» **The input**
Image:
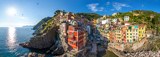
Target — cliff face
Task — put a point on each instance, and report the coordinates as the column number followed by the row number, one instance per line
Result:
column 44, row 41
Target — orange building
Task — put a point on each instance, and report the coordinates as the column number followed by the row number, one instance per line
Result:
column 76, row 37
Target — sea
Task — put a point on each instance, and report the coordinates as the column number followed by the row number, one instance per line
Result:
column 10, row 37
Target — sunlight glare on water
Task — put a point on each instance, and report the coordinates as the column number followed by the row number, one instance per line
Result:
column 11, row 40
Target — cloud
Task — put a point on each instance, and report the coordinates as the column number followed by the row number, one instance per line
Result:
column 107, row 3
column 118, row 6
column 94, row 7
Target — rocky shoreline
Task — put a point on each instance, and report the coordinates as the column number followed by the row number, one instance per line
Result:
column 143, row 54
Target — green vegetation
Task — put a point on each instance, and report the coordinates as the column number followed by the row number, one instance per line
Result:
column 155, row 45
column 110, row 54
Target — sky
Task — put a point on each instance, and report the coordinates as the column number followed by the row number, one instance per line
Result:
column 30, row 12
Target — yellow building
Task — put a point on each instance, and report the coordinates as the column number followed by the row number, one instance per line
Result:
column 118, row 35
column 142, row 31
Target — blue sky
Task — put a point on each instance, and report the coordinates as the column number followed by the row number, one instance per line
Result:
column 29, row 12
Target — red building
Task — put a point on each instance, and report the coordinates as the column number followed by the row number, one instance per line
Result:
column 76, row 37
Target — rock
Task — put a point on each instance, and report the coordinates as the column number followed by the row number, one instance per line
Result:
column 42, row 42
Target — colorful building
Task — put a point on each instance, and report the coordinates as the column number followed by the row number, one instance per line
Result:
column 142, row 31
column 132, row 33
column 76, row 37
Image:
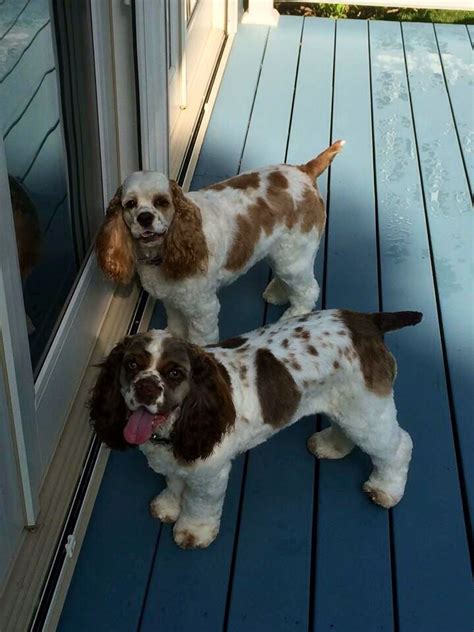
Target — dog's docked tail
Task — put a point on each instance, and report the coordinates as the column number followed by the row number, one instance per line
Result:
column 315, row 167
column 389, row 321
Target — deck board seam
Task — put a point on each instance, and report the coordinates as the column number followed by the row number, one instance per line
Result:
column 391, row 533
column 235, row 544
column 294, row 90
column 253, row 102
column 149, row 577
column 314, row 533
column 449, row 390
column 446, row 85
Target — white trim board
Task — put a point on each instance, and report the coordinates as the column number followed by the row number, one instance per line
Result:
column 450, row 5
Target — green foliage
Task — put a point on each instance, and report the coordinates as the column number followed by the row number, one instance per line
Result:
column 309, row 9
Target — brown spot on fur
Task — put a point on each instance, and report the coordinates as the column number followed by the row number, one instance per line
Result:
column 302, row 333
column 318, row 165
column 377, row 363
column 114, row 244
column 278, row 179
column 231, row 343
column 108, row 411
column 277, row 391
column 277, row 207
column 185, row 251
column 207, row 412
column 243, row 181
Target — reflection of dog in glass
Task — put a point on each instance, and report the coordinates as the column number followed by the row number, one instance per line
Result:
column 27, row 231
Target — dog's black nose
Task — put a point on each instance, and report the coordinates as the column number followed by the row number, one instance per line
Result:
column 145, row 219
column 147, row 390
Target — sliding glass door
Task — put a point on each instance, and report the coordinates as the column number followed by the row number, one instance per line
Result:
column 59, row 164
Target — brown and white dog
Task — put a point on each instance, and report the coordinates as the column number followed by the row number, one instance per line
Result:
column 27, row 233
column 193, row 410
column 185, row 247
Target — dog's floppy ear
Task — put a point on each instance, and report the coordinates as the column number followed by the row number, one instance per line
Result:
column 108, row 411
column 185, row 250
column 114, row 245
column 207, row 412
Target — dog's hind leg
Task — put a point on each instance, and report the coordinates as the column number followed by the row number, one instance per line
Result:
column 276, row 292
column 371, row 423
column 292, row 261
column 330, row 443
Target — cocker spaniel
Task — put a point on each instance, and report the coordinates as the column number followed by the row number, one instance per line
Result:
column 185, row 247
column 192, row 410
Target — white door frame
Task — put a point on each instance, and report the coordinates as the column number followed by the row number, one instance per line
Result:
column 16, row 354
column 151, row 34
column 37, row 406
column 150, row 21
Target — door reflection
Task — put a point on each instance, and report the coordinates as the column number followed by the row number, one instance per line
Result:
column 33, row 132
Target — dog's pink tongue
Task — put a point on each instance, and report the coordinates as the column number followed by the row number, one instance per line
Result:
column 139, row 427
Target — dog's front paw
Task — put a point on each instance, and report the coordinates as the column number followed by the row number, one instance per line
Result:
column 189, row 535
column 379, row 496
column 329, row 445
column 165, row 507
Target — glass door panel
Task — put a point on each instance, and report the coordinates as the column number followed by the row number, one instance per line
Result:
column 44, row 161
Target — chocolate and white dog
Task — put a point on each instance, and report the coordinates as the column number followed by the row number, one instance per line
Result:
column 192, row 409
column 187, row 246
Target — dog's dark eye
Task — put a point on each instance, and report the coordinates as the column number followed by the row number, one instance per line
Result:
column 161, row 201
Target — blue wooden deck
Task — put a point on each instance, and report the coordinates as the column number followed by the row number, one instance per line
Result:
column 300, row 546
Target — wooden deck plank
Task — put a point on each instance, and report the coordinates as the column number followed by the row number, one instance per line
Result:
column 206, row 574
column 433, row 592
column 352, row 533
column 450, row 221
column 224, row 142
column 110, row 580
column 470, row 29
column 270, row 544
column 268, row 130
column 456, row 57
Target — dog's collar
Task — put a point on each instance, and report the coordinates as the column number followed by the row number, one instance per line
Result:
column 156, row 440
column 156, row 261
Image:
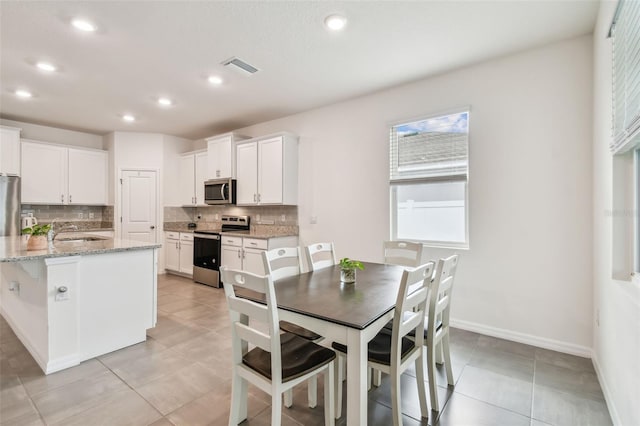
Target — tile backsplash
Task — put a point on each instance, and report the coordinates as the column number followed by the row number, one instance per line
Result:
column 76, row 213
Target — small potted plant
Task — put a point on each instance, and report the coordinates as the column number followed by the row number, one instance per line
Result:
column 348, row 269
column 38, row 236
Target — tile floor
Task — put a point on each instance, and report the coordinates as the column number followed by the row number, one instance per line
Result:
column 181, row 376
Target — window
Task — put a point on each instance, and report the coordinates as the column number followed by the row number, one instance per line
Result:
column 428, row 180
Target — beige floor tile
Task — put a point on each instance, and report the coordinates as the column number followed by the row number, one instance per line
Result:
column 152, row 367
column 76, row 397
column 179, row 388
column 41, row 383
column 125, row 408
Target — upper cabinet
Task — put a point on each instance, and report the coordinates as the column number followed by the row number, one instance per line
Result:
column 9, row 150
column 222, row 155
column 267, row 170
column 57, row 174
column 193, row 173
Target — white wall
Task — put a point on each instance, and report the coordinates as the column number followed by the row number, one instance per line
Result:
column 616, row 345
column 526, row 275
column 55, row 135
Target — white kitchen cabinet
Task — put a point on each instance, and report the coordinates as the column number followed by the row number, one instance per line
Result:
column 267, row 170
column 178, row 255
column 10, row 150
column 221, row 160
column 246, row 253
column 56, row 174
column 192, row 174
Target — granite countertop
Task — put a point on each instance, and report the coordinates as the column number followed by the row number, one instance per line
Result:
column 14, row 249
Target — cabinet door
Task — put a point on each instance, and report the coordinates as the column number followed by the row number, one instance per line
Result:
column 186, row 257
column 44, row 174
column 231, row 257
column 247, row 173
column 253, row 261
column 200, row 177
column 9, row 151
column 87, row 177
column 186, row 195
column 171, row 254
column 270, row 171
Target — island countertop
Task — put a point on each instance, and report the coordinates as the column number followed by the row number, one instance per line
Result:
column 14, row 249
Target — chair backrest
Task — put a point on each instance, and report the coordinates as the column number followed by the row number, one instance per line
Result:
column 411, row 305
column 320, row 255
column 249, row 319
column 440, row 299
column 403, row 253
column 282, row 262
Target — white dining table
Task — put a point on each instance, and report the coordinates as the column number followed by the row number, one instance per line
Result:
column 351, row 314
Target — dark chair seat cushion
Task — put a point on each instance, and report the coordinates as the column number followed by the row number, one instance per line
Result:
column 299, row 356
column 379, row 349
column 299, row 331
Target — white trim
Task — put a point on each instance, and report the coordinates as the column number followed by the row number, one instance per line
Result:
column 529, row 339
column 606, row 390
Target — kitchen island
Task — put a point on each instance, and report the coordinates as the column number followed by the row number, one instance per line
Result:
column 79, row 299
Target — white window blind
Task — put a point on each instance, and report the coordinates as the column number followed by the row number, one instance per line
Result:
column 626, row 76
column 431, row 149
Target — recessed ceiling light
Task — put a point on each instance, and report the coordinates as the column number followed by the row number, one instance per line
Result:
column 23, row 93
column 214, row 79
column 83, row 25
column 335, row 22
column 45, row 66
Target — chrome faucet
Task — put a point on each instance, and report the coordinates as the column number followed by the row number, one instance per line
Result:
column 51, row 235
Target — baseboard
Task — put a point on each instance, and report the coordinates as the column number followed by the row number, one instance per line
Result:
column 606, row 390
column 541, row 342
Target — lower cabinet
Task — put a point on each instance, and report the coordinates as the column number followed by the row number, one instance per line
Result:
column 246, row 253
column 178, row 252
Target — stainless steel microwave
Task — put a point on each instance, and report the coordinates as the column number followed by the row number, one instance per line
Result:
column 220, row 191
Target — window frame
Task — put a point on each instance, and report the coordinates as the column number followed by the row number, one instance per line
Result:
column 393, row 185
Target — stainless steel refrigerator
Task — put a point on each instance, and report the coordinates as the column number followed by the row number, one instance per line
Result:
column 9, row 205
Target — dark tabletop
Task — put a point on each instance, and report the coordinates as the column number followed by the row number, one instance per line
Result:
column 320, row 294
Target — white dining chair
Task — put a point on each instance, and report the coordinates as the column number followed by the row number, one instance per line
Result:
column 320, row 255
column 403, row 253
column 393, row 352
column 282, row 263
column 277, row 362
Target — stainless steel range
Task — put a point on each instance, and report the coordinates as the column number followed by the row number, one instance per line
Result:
column 206, row 249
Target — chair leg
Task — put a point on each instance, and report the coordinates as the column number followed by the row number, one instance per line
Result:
column 288, row 398
column 422, row 396
column 339, row 374
column 377, row 378
column 396, row 404
column 447, row 359
column 312, row 391
column 431, row 373
column 276, row 407
column 238, row 411
column 329, row 397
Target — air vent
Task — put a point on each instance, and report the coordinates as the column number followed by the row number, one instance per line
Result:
column 240, row 64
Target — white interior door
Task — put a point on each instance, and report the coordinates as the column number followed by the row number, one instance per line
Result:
column 139, row 204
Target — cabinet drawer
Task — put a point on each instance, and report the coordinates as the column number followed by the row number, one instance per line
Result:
column 231, row 241
column 255, row 243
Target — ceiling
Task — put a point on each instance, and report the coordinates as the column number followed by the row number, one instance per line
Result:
column 147, row 49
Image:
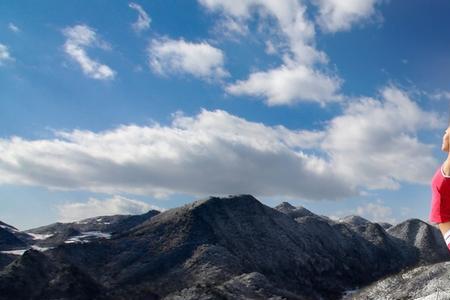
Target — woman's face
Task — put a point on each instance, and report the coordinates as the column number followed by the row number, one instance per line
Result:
column 445, row 141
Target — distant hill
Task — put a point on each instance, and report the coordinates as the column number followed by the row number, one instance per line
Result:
column 219, row 248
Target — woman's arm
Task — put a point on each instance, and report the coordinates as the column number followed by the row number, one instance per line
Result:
column 446, row 148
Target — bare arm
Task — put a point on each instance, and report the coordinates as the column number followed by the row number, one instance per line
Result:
column 446, row 148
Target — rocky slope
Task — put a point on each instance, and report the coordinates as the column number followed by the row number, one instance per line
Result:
column 426, row 282
column 230, row 248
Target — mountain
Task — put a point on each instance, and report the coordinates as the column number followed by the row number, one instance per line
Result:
column 11, row 238
column 224, row 248
column 426, row 282
column 35, row 276
column 85, row 230
column 292, row 211
column 426, row 238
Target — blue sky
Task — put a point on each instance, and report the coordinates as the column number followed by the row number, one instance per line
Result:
column 118, row 106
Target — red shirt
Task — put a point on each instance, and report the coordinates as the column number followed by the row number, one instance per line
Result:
column 440, row 200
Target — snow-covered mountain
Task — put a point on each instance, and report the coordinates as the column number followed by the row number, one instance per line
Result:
column 227, row 248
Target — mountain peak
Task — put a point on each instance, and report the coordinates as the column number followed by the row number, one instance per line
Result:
column 285, row 206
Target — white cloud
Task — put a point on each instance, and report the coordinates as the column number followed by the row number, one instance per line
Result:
column 116, row 205
column 5, row 56
column 290, row 16
column 338, row 15
column 289, row 85
column 372, row 145
column 201, row 60
column 374, row 142
column 79, row 38
column 213, row 153
column 297, row 79
column 376, row 212
column 13, row 27
column 373, row 211
column 143, row 21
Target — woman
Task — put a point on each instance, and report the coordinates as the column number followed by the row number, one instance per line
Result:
column 440, row 188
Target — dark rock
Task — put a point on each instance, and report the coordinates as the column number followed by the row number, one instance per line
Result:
column 292, row 211
column 425, row 282
column 425, row 238
column 36, row 276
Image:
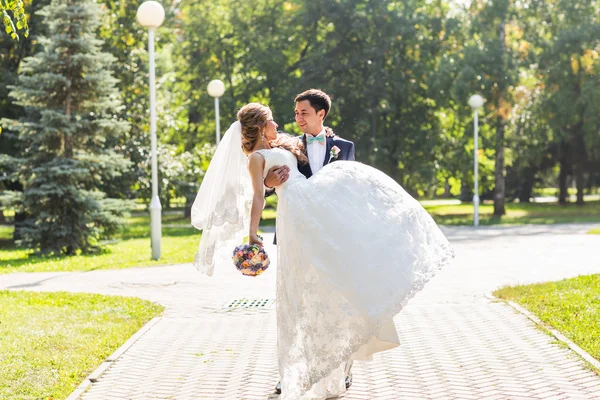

» **What to work on**
Give the stretch of the items from the line containing "Target — mountain peak" through the end of the items again, with "woman" switched to "person" and everything else unchanged. Leave the pictures out of the answer.

» **Final result**
Target — mountain peak
Task — put a point on each instance, and report the coordinates as the column number followed by the row number, one instance per line
Result:
column 285, row 206
Target — white cloud
Task — put a point on each instance, and report the coordinates as the column number followed by the row number, one instance per line
Result:
column 116, row 205
column 5, row 56
column 290, row 16
column 338, row 15
column 289, row 85
column 372, row 145
column 201, row 60
column 374, row 142
column 79, row 38
column 213, row 153
column 297, row 79
column 376, row 212
column 13, row 27
column 373, row 211
column 143, row 21
Target — person
Task — put a point on each instance, and report the coordinates as the column number followed by the row number, one instance per line
Result:
column 440, row 188
Target — dark rock
Task — put a point on each instance, and report the coordinates as the column number followed by the row number, one instance per line
Result:
column 292, row 211
column 425, row 282
column 425, row 238
column 36, row 276
Image:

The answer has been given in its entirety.